*Given instruction*:
Write out the lines of the records below character for character, everything from the line containing "raft in the image above." down to the line containing "16;51;53;74", with both of those lines included and nothing else.

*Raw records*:
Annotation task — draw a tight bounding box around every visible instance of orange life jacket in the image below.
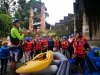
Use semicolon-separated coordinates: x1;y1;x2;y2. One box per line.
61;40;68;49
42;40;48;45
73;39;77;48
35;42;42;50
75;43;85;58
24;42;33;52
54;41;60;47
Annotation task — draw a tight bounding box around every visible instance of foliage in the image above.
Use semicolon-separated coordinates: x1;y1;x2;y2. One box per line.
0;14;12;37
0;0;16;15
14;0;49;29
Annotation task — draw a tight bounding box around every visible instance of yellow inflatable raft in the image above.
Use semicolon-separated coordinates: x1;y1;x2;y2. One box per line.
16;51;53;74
==
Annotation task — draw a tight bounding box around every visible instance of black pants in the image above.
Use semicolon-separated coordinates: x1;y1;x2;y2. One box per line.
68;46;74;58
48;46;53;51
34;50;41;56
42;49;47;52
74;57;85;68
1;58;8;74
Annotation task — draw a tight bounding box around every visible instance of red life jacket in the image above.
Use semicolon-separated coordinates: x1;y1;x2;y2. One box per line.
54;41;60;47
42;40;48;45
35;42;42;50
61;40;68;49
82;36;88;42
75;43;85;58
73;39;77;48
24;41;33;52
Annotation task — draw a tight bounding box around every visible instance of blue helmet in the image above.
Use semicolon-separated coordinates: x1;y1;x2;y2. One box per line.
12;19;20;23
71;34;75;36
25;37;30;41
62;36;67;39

*Output for this exercise*:
Annotation task — draw a tight bounding box around every visible instance of yellow inflatable raft in the image above.
Use semicolon-separated coordinates: x1;y1;x2;y2. One box per line.
16;51;53;74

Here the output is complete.